Work item: Exclude the pictures and retype the entries as written.
==*==
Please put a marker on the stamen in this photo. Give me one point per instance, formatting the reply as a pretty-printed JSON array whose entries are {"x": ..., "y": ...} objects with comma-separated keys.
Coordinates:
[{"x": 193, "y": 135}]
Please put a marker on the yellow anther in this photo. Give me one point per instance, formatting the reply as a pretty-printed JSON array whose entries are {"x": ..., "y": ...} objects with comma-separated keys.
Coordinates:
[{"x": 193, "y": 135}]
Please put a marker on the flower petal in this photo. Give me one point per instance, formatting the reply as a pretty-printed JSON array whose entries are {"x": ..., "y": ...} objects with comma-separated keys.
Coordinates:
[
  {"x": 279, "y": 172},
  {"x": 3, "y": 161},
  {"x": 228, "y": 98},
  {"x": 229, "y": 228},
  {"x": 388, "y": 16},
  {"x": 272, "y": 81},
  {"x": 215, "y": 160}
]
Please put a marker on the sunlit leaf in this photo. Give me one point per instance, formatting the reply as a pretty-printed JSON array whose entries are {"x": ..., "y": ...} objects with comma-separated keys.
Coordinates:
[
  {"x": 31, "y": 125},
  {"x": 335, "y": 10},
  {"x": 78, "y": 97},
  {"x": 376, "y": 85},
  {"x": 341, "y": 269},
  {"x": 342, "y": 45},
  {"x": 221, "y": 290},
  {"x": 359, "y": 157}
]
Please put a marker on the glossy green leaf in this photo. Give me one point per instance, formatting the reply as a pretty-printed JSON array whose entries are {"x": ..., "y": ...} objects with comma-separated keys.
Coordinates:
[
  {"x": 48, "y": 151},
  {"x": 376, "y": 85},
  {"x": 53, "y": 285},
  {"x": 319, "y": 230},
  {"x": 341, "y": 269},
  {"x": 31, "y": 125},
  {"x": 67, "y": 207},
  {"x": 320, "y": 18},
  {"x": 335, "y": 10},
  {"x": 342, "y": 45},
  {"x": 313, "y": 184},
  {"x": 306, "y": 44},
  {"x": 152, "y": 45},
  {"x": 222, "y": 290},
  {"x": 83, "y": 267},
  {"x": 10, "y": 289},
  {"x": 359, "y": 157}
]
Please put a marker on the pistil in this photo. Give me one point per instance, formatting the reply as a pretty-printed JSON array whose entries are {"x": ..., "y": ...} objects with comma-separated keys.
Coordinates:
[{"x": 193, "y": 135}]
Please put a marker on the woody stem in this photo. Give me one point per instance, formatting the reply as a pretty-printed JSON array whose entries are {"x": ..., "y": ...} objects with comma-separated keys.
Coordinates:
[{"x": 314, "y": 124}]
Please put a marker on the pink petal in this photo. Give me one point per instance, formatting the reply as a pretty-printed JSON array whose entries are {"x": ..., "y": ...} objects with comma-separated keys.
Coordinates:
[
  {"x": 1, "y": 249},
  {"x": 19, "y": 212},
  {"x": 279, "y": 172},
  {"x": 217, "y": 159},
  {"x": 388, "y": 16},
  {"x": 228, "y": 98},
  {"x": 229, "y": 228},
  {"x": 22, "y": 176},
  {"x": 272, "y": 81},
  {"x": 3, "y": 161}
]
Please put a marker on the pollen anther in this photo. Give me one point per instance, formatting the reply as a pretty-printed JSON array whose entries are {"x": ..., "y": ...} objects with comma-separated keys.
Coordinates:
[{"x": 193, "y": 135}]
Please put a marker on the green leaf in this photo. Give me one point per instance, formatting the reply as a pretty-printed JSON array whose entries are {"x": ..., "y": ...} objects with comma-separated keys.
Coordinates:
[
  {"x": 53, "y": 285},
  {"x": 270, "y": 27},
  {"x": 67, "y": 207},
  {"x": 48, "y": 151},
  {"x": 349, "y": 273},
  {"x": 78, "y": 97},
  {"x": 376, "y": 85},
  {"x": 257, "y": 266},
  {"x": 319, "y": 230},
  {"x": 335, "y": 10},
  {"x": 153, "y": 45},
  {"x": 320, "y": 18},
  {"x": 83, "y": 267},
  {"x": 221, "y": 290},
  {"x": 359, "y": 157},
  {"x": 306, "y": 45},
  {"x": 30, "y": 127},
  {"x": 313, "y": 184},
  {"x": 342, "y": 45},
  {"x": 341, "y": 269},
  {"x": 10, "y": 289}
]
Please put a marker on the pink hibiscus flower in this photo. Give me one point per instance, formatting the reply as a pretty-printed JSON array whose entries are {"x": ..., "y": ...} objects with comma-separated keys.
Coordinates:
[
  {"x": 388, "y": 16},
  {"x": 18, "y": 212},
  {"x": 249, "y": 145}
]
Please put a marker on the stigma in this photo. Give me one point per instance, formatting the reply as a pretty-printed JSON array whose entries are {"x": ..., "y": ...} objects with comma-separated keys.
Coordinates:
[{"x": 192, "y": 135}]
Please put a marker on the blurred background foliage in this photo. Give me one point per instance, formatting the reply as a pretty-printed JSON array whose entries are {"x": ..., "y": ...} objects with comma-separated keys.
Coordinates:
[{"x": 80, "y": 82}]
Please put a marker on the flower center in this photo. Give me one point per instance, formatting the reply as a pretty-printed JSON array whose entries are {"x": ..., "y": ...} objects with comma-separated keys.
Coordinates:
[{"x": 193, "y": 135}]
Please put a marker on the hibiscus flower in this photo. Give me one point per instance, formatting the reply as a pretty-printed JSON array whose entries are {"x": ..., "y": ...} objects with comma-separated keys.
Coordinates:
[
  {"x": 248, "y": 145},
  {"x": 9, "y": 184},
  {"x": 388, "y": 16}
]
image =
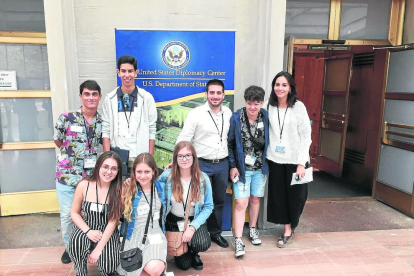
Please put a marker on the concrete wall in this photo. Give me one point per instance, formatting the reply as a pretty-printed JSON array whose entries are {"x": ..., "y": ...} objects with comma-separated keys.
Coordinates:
[
  {"x": 89, "y": 38},
  {"x": 408, "y": 32}
]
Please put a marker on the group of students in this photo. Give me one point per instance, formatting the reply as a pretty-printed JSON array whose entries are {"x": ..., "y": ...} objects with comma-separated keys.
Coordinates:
[
  {"x": 102, "y": 199},
  {"x": 259, "y": 141}
]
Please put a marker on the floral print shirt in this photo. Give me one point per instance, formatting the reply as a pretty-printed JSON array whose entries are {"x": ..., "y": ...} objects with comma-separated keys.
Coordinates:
[
  {"x": 80, "y": 140},
  {"x": 248, "y": 147}
]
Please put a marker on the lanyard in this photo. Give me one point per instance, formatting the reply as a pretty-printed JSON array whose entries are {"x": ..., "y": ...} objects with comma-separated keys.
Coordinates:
[
  {"x": 130, "y": 108},
  {"x": 89, "y": 138},
  {"x": 222, "y": 125},
  {"x": 248, "y": 124},
  {"x": 283, "y": 124},
  {"x": 150, "y": 204},
  {"x": 186, "y": 201},
  {"x": 97, "y": 207}
]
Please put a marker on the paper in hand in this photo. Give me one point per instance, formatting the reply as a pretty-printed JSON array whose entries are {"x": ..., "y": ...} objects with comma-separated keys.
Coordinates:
[{"x": 306, "y": 179}]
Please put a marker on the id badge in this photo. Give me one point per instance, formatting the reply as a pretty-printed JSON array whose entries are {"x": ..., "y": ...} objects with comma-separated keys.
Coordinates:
[
  {"x": 280, "y": 148},
  {"x": 154, "y": 238},
  {"x": 129, "y": 136},
  {"x": 96, "y": 207},
  {"x": 143, "y": 209},
  {"x": 242, "y": 187},
  {"x": 76, "y": 129},
  {"x": 89, "y": 163},
  {"x": 180, "y": 225},
  {"x": 250, "y": 160}
]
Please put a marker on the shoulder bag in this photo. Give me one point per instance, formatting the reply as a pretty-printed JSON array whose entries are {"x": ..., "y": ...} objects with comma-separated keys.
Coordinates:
[
  {"x": 175, "y": 245},
  {"x": 131, "y": 259}
]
==*==
Output for this task:
Please put a marker on the stamen in this photo. Give me one point per instance, formatting the reply as a pretty-printed JSON array whose entries are {"x": ..., "y": ...} objects with comma-separated keys.
Coordinates:
[{"x": 193, "y": 135}]
Please put a marker on the yellow anther in this photo. Give me one point per instance, formatting the reply as a pretty-printed JSON array whose entries are {"x": ..., "y": ...} objects with comma-separated keys.
Coordinates:
[{"x": 193, "y": 135}]
Please put a marker on the flower petal in this photo. Give me one point per instance, formatting the reply as a pretty-printed JSON array whose entries are {"x": ..., "y": ...} objects with comma-separated keys.
Coordinates:
[
  {"x": 279, "y": 172},
  {"x": 3, "y": 161},
  {"x": 228, "y": 98},
  {"x": 229, "y": 228},
  {"x": 388, "y": 16},
  {"x": 272, "y": 81},
  {"x": 215, "y": 160}
]
Please put a marker on the sunlit leaf in this photo. Give me one point per instance, formatting the reply as a pretty-printed JSON array whose entries are {"x": ..., "y": ...} objects with comma-separated keys.
Coordinates:
[
  {"x": 31, "y": 125},
  {"x": 335, "y": 10},
  {"x": 78, "y": 97},
  {"x": 376, "y": 85},
  {"x": 341, "y": 269},
  {"x": 342, "y": 45},
  {"x": 221, "y": 290},
  {"x": 359, "y": 157}
]
Please put a marker on the glossy green leaf in this photo. Give me one point per instance, formatting the reply as a pretty-printed JSON array whose entries are {"x": ..., "y": ...} objects with comma-separated keys.
Coordinates:
[
  {"x": 48, "y": 151},
  {"x": 376, "y": 85},
  {"x": 53, "y": 285},
  {"x": 319, "y": 230},
  {"x": 341, "y": 269},
  {"x": 31, "y": 125},
  {"x": 67, "y": 207},
  {"x": 320, "y": 18},
  {"x": 335, "y": 10},
  {"x": 342, "y": 45},
  {"x": 313, "y": 184},
  {"x": 306, "y": 44},
  {"x": 152, "y": 45},
  {"x": 222, "y": 290},
  {"x": 83, "y": 267},
  {"x": 10, "y": 289},
  {"x": 359, "y": 157}
]
Please put a marker on the pistil in this photo. Give me one point per instance, formatting the reply as a pretty-printed JSON array whose entries are {"x": ..., "y": ...} objects with comma-separated keys.
Coordinates:
[{"x": 193, "y": 135}]
Please put a marker on the woody stem in this photo. Give me one point per instance, formatting the reply as a pretty-printed JSON array whose entries are {"x": ..., "y": ...} objects with comma-separated keys.
Coordinates:
[{"x": 314, "y": 124}]
Please put a marker on the pink petal in this photo. Give me one point per instance, formatting the reply as a pretty-printed JSON array whose entries are {"x": ..., "y": ...} objects with comma-separated keys.
Coordinates:
[
  {"x": 1, "y": 249},
  {"x": 19, "y": 212},
  {"x": 279, "y": 172},
  {"x": 217, "y": 159},
  {"x": 388, "y": 16},
  {"x": 228, "y": 98},
  {"x": 229, "y": 228},
  {"x": 22, "y": 176},
  {"x": 272, "y": 81},
  {"x": 3, "y": 161}
]
Please put a marker on the pollen anther in this photo. Give me one point per instance, formatting the reply as a pretty-printed JSON array whose entries are {"x": ..., "y": ...} objects with comma-separated keys.
Coordinates:
[{"x": 193, "y": 135}]
Please put a marker on the green leaf in this photo. Give me one point per instance, formatting the reply as a pretty-printed JSON array whose entries are {"x": ..., "y": ...} objects with comma-separated keys.
Coordinates:
[
  {"x": 53, "y": 285},
  {"x": 270, "y": 27},
  {"x": 67, "y": 207},
  {"x": 48, "y": 151},
  {"x": 349, "y": 273},
  {"x": 78, "y": 97},
  {"x": 376, "y": 85},
  {"x": 257, "y": 266},
  {"x": 319, "y": 230},
  {"x": 335, "y": 10},
  {"x": 153, "y": 45},
  {"x": 320, "y": 18},
  {"x": 83, "y": 267},
  {"x": 221, "y": 290},
  {"x": 359, "y": 157},
  {"x": 306, "y": 45},
  {"x": 30, "y": 127},
  {"x": 313, "y": 184},
  {"x": 342, "y": 45},
  {"x": 341, "y": 269},
  {"x": 10, "y": 289}
]
Please put a marker on the pink hibiscus flower in this photo. Give me one point per instance, formatting the reply as a pretty-printed JSON array whose entries are {"x": ..., "y": ...} objects with comma-separated keys.
Coordinates:
[
  {"x": 388, "y": 16},
  {"x": 18, "y": 212},
  {"x": 249, "y": 145}
]
Please put a marker on the stigma in this photo. Give me one point per instance, formatting the reply as a pretty-printed JSON array whose entries are {"x": ..., "y": ...} objects with comma-separated keys.
Coordinates:
[{"x": 192, "y": 135}]
Please put a marker on the blurred background foliage in this photo. Give me one point per instance, formatting the reply as a pretty-printed JSON array whose entries are {"x": ..., "y": ...} objects with comma-separated keys.
Coordinates:
[{"x": 80, "y": 82}]
Please put a marker on the flower center in this photo. Give me one point per instance, formatting the reply as a pretty-printed JSON array whose entries are {"x": ..., "y": ...} objects with comma-separated keys.
Coordinates:
[{"x": 193, "y": 135}]
Please put a marker on the hibiscus flower in this photo. Give me one point per instance, formatting the reply as a pretty-printed JSON array whose entries are {"x": ..., "y": ...} objects with comma-separated keys.
Coordinates:
[
  {"x": 248, "y": 145},
  {"x": 9, "y": 184},
  {"x": 388, "y": 16}
]
image =
Please put a marker on the concrete wall in this photo. Give me one point per instance, formatting the reply as a pretty-printed JSON array whose entries are {"x": ..., "y": ...} objects with comma-separated keys.
Coordinates:
[
  {"x": 89, "y": 38},
  {"x": 408, "y": 32}
]
Please put a marker on the group of students in this photo. Give me one point per instance, formatting the reply as a pretty-printed JSON array whose entries are {"x": ..., "y": ...} objects with comma-separated keys.
Coordinates:
[
  {"x": 102, "y": 199},
  {"x": 259, "y": 141}
]
Please put a marker on the floral print shirt in this photo. Give me one point per instance, formatting the reply as a pretty-printed JSON array whose entries are {"x": ..., "y": ...} objects with comma-separated keys.
Coordinates:
[
  {"x": 80, "y": 140},
  {"x": 248, "y": 147}
]
Please put a marker on the lanyard in this photo. Give me one point per instance, formatting the reply as a pretty-printed JSON array whose entries are {"x": ..., "y": ...} objects with comma-separated keys.
Coordinates:
[
  {"x": 130, "y": 108},
  {"x": 89, "y": 138},
  {"x": 222, "y": 125},
  {"x": 248, "y": 124},
  {"x": 283, "y": 124},
  {"x": 150, "y": 204},
  {"x": 186, "y": 201},
  {"x": 97, "y": 207}
]
Please put a marker on the paper in hand in this photo. Give me one point per instance, formatting the reply as a pretty-printed JSON array whose entries are {"x": ..., "y": ...} objects with comma-separated keys.
Coordinates:
[{"x": 306, "y": 179}]
Please put a marker on the id badge in this photo. Give me one point per instance, formatting the reply as a pretty-printed JSON array whose entries are {"x": ..., "y": ...} objects with comma-separated keys.
Coordinates:
[
  {"x": 280, "y": 148},
  {"x": 154, "y": 238},
  {"x": 129, "y": 136},
  {"x": 96, "y": 207},
  {"x": 143, "y": 209},
  {"x": 242, "y": 187},
  {"x": 76, "y": 129},
  {"x": 89, "y": 163},
  {"x": 180, "y": 225},
  {"x": 250, "y": 160}
]
Please put a marker on the shoulder bag in this photo. Give me one point per instance, formatting the reply as a pretty-printed JSON array whose entries are {"x": ..., "y": ...} objects with comma-separated keys.
Coordinates:
[
  {"x": 175, "y": 245},
  {"x": 131, "y": 259}
]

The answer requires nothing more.